Given request 1: Return each line of the entries below that contains the string "jacket", treating uppercase and lowercase as different.

Document:
-*-*-

“We call on the American people to remember how we all felt on 9/11, to remember not only the unspeakable horror but how we came together as a nation—one nation. Unity of purpose and unity of effort are the way we will defeat this enemy and make America safer for our children and grandchildren.”—“Executive Summary of the 9/11 Commission Report,” released Aug. 21, 2004
I have written, glancingly, on 9/11 before, but not
really about my own experiences that day, till now. I watched with my work
colleagues from our midtown Manhattan office, initially with bafflement, then
with distress and grief, as first one, then a second plane hit the World Trade
Center.
Hours later, safe on a long bus ride on the other side
of the Hudson River in New Jersey, I watched a skyline whose beauty I had never
properly appreciated before, marred now with coils of dense, deadly smoke
spiraling upward from what had been the mighty Twin Towers.

-*-*-

Recorded data
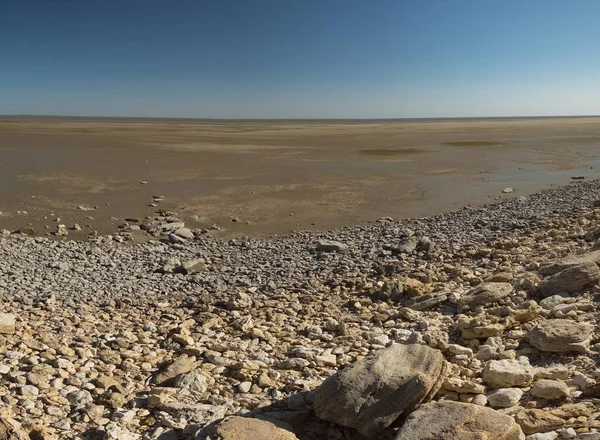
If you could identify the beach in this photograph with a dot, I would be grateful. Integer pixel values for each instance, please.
(267, 178)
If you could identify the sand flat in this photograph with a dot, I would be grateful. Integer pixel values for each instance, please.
(278, 176)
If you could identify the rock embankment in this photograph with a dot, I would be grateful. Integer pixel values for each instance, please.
(482, 323)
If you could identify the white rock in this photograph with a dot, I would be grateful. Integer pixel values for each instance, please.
(7, 323)
(508, 373)
(505, 397)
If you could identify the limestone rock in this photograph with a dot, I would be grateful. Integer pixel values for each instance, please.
(571, 261)
(168, 373)
(331, 246)
(371, 394)
(7, 323)
(561, 336)
(243, 428)
(505, 397)
(508, 373)
(571, 280)
(454, 420)
(536, 420)
(485, 294)
(550, 389)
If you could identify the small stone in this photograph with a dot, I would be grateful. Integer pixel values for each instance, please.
(505, 397)
(168, 373)
(550, 389)
(7, 323)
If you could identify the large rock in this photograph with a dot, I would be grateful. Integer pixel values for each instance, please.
(448, 420)
(561, 336)
(166, 375)
(571, 280)
(331, 246)
(570, 261)
(371, 394)
(507, 373)
(10, 429)
(7, 323)
(536, 420)
(485, 294)
(243, 428)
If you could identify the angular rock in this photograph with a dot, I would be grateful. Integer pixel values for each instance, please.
(550, 389)
(371, 394)
(448, 420)
(406, 246)
(571, 280)
(244, 428)
(508, 373)
(571, 261)
(167, 374)
(561, 336)
(534, 420)
(331, 246)
(485, 294)
(505, 397)
(7, 323)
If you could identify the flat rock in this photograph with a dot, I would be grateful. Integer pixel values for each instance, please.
(507, 373)
(550, 389)
(448, 420)
(571, 280)
(485, 294)
(331, 246)
(505, 397)
(371, 394)
(561, 336)
(534, 420)
(570, 261)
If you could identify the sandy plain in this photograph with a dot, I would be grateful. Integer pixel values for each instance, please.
(277, 176)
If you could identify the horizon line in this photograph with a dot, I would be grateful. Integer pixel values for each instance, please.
(191, 118)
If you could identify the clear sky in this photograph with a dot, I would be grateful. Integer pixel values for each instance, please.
(300, 58)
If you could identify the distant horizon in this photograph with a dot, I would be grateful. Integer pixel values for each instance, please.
(190, 118)
(302, 59)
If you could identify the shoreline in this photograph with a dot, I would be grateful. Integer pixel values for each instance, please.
(275, 179)
(163, 339)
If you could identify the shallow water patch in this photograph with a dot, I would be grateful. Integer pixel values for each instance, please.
(472, 143)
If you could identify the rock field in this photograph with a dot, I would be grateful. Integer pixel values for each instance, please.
(475, 324)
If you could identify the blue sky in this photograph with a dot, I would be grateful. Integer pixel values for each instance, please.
(300, 58)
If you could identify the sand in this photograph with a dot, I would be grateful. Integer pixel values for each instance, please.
(278, 177)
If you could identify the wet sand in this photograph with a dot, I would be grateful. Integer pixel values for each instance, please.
(276, 177)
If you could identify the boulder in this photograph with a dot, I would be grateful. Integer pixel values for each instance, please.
(485, 294)
(571, 280)
(371, 394)
(535, 420)
(507, 373)
(570, 261)
(448, 420)
(244, 428)
(561, 336)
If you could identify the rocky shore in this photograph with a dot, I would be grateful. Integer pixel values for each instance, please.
(478, 323)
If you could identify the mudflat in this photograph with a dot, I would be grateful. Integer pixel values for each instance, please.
(276, 177)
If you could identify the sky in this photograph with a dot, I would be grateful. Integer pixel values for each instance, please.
(300, 58)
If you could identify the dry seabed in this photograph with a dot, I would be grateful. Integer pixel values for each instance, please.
(479, 323)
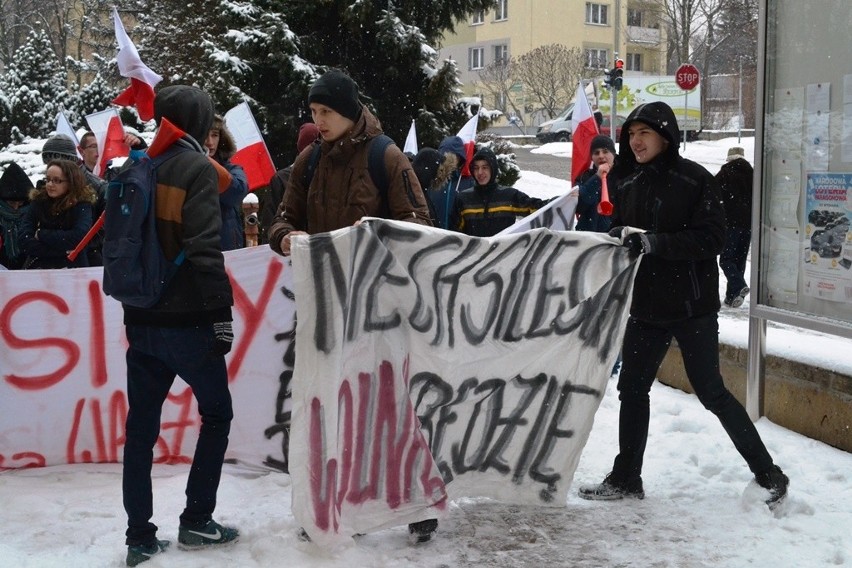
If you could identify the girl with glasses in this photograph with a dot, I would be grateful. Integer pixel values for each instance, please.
(59, 217)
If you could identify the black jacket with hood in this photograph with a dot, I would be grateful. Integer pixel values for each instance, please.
(485, 210)
(677, 203)
(188, 219)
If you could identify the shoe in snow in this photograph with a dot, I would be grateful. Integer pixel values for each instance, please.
(210, 534)
(139, 553)
(422, 531)
(612, 489)
(738, 300)
(776, 483)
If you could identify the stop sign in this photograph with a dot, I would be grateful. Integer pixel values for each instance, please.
(686, 76)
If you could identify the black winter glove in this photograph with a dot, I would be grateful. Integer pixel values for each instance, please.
(223, 335)
(638, 243)
(616, 231)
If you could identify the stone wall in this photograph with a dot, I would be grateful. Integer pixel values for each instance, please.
(813, 402)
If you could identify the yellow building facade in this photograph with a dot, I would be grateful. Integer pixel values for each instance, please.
(632, 30)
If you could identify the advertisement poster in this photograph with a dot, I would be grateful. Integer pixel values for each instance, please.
(828, 242)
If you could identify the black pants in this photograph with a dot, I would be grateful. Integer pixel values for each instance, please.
(645, 346)
(732, 261)
(154, 357)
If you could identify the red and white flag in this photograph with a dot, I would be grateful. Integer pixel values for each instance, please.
(109, 133)
(411, 140)
(252, 153)
(468, 136)
(584, 129)
(64, 127)
(140, 93)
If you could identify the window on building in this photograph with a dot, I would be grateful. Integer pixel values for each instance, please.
(500, 102)
(596, 13)
(501, 11)
(596, 58)
(476, 58)
(634, 17)
(501, 54)
(634, 62)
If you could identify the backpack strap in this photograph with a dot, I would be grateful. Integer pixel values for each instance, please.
(313, 160)
(375, 165)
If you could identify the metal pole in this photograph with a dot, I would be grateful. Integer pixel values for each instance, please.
(740, 112)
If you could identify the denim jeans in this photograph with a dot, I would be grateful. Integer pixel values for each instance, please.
(732, 261)
(645, 346)
(154, 357)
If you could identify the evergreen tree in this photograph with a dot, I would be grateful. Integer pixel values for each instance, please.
(36, 86)
(387, 49)
(92, 97)
(235, 50)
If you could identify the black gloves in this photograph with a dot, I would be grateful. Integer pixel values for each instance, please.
(616, 232)
(223, 335)
(635, 243)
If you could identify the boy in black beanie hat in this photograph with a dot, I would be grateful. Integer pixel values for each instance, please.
(589, 186)
(337, 91)
(676, 204)
(341, 191)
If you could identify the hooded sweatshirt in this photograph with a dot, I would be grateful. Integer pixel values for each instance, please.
(485, 210)
(676, 201)
(188, 219)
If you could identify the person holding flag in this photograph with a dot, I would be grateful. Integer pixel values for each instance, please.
(590, 184)
(221, 148)
(140, 93)
(584, 128)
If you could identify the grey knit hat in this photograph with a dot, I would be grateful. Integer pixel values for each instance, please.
(59, 147)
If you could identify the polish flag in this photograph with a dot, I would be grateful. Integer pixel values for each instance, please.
(252, 153)
(140, 93)
(468, 136)
(64, 127)
(584, 129)
(109, 133)
(411, 140)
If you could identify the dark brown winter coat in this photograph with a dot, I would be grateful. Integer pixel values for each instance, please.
(342, 192)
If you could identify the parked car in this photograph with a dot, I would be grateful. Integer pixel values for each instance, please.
(557, 129)
(619, 122)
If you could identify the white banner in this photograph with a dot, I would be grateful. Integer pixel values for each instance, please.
(501, 346)
(62, 356)
(558, 215)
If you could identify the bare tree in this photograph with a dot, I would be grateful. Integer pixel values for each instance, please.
(497, 79)
(550, 75)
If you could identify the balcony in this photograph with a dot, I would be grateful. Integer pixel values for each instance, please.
(643, 36)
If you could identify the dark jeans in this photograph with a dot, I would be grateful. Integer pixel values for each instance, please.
(155, 356)
(733, 258)
(644, 347)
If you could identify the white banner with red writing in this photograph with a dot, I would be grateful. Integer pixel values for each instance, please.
(63, 388)
(500, 347)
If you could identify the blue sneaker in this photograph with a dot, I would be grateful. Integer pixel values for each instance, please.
(139, 553)
(211, 534)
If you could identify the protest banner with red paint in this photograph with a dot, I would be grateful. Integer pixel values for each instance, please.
(501, 346)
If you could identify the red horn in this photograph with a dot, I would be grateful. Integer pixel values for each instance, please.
(605, 206)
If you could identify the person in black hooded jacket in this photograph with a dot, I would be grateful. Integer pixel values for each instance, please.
(487, 208)
(676, 205)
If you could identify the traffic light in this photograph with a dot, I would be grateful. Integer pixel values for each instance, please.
(617, 74)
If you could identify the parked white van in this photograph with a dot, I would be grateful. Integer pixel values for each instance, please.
(557, 129)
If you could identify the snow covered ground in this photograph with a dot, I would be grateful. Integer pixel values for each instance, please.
(701, 507)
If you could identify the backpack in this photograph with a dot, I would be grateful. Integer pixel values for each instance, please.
(375, 165)
(135, 269)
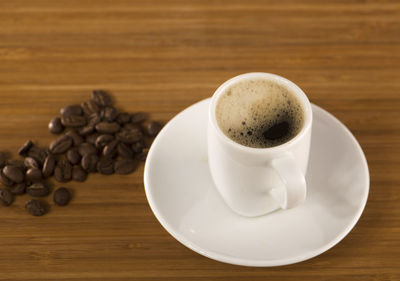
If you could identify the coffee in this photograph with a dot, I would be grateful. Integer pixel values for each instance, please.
(259, 113)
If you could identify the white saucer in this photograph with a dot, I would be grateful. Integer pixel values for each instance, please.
(184, 199)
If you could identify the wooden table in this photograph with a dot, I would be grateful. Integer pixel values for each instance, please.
(160, 57)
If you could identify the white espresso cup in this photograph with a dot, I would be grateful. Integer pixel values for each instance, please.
(256, 181)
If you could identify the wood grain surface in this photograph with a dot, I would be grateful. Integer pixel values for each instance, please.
(160, 57)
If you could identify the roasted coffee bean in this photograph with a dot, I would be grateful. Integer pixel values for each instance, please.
(17, 163)
(13, 173)
(78, 173)
(109, 114)
(25, 148)
(36, 207)
(110, 149)
(61, 196)
(63, 171)
(92, 138)
(124, 150)
(61, 144)
(94, 119)
(73, 121)
(138, 117)
(18, 188)
(101, 97)
(39, 154)
(31, 162)
(90, 107)
(89, 163)
(6, 197)
(76, 138)
(55, 126)
(137, 147)
(123, 118)
(143, 155)
(69, 110)
(103, 140)
(125, 166)
(105, 166)
(108, 128)
(3, 159)
(129, 135)
(48, 166)
(152, 128)
(38, 189)
(73, 156)
(87, 130)
(6, 181)
(33, 174)
(87, 148)
(131, 126)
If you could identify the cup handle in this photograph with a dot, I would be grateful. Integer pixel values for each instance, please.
(294, 191)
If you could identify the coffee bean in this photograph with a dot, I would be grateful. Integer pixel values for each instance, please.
(55, 126)
(73, 121)
(25, 148)
(61, 144)
(132, 126)
(18, 188)
(6, 181)
(137, 147)
(107, 128)
(110, 149)
(109, 114)
(87, 148)
(31, 162)
(36, 207)
(125, 166)
(6, 197)
(76, 138)
(78, 173)
(33, 174)
(88, 129)
(103, 140)
(105, 166)
(3, 159)
(38, 189)
(89, 163)
(124, 151)
(94, 119)
(39, 154)
(63, 171)
(48, 166)
(13, 173)
(101, 97)
(123, 118)
(152, 128)
(138, 117)
(92, 138)
(17, 163)
(129, 135)
(143, 155)
(69, 110)
(61, 196)
(73, 156)
(90, 107)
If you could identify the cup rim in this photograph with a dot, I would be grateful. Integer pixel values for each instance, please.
(296, 89)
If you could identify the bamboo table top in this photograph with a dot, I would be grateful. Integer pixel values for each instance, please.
(160, 57)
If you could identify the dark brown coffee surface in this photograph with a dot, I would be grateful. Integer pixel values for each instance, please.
(259, 113)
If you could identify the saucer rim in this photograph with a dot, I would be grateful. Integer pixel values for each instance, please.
(242, 261)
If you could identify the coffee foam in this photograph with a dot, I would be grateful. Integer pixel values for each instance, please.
(248, 108)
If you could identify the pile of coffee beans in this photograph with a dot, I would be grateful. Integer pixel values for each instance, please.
(93, 138)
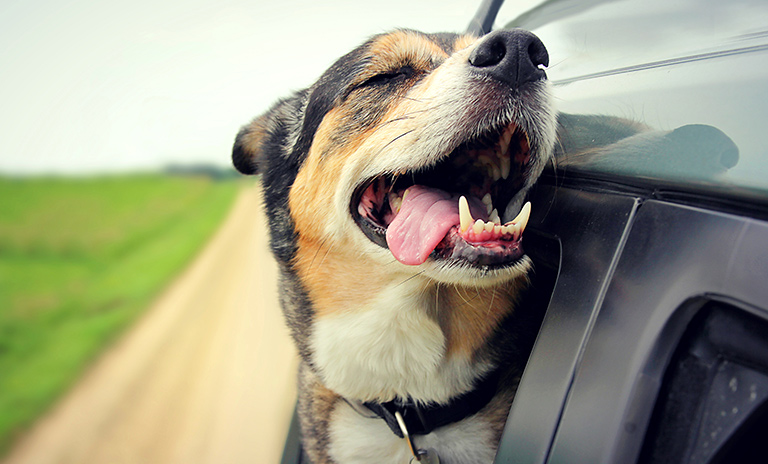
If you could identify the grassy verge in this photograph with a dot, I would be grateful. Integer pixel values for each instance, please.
(79, 260)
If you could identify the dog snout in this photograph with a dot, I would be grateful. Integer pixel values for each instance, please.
(514, 57)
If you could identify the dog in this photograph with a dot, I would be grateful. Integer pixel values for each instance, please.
(395, 191)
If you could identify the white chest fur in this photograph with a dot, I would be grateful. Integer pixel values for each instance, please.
(359, 440)
(390, 345)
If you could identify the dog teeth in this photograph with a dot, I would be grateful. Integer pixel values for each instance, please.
(521, 220)
(478, 227)
(395, 202)
(494, 216)
(465, 217)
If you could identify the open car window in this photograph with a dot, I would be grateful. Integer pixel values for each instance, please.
(693, 72)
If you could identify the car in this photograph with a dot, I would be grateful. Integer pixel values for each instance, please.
(651, 248)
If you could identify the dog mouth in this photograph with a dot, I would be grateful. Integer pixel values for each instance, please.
(447, 211)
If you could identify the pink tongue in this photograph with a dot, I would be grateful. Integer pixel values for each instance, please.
(425, 216)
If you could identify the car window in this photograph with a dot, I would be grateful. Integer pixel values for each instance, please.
(693, 74)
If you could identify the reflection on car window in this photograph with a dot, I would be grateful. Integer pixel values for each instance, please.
(674, 88)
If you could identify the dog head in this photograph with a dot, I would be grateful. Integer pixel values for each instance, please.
(414, 153)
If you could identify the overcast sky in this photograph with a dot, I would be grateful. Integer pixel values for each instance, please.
(95, 86)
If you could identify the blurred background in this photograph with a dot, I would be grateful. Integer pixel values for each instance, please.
(138, 313)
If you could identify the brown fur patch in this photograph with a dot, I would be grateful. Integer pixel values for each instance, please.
(469, 315)
(464, 41)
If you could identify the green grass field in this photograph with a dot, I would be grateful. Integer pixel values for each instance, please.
(79, 260)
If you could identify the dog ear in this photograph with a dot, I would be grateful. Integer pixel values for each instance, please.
(248, 151)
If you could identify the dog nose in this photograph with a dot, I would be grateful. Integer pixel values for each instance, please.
(513, 56)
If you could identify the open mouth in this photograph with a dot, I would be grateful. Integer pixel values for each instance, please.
(450, 211)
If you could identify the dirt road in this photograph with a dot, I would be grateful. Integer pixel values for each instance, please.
(206, 376)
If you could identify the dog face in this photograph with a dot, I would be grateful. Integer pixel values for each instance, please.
(413, 153)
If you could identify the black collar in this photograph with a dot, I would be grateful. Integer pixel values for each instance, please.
(423, 419)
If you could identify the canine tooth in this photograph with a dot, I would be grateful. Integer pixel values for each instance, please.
(478, 227)
(465, 217)
(522, 219)
(506, 165)
(395, 203)
(494, 216)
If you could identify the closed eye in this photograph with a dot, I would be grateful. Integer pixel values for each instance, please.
(388, 77)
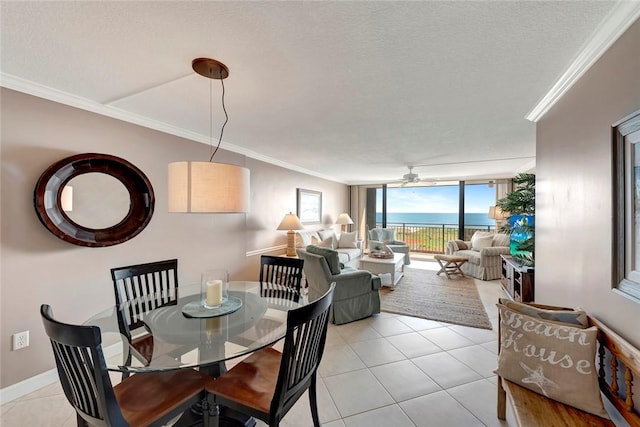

-*-*-

Given request 2: In the 9/11 essay above, where was the writer when the first and second planes hit the World Trade Center?

Full solution 1:
If you could identify the black jacket with hood in this photograph with a dot, I would be grateful. Integer pixel values for each instance, please.
If you could identify the person in black hooded jacket in this photograph with a dot, I would be grateful. Integer pixel values for each instance, please.

Full solution 2: In a midtown Manhattan office, watching with work colleagues.